● **To do**: Format the entries below as a JSON list of strings, one string per line, omitting blank lines. Start at the line containing "Please take a look at the image above" and continue through the end of the entries.

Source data
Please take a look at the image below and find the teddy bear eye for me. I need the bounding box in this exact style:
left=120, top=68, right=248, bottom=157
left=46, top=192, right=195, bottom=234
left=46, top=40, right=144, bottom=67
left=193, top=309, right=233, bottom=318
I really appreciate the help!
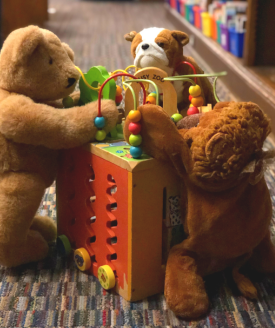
left=157, top=42, right=164, bottom=48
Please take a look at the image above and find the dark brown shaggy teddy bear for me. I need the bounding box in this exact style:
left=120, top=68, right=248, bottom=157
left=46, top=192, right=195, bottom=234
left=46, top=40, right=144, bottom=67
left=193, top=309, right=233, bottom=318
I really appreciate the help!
left=124, top=102, right=275, bottom=319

● **Correct output**:
[
  "Please take a look at the image above and find the dark brown shaggy teddy bear for me. I need the bounding box in this exact style:",
  "left=120, top=68, right=248, bottom=157",
  "left=46, top=192, right=195, bottom=234",
  "left=46, top=40, right=144, bottom=67",
  "left=193, top=309, right=233, bottom=318",
  "I really appreciate the help!",
  "left=124, top=102, right=275, bottom=319"
]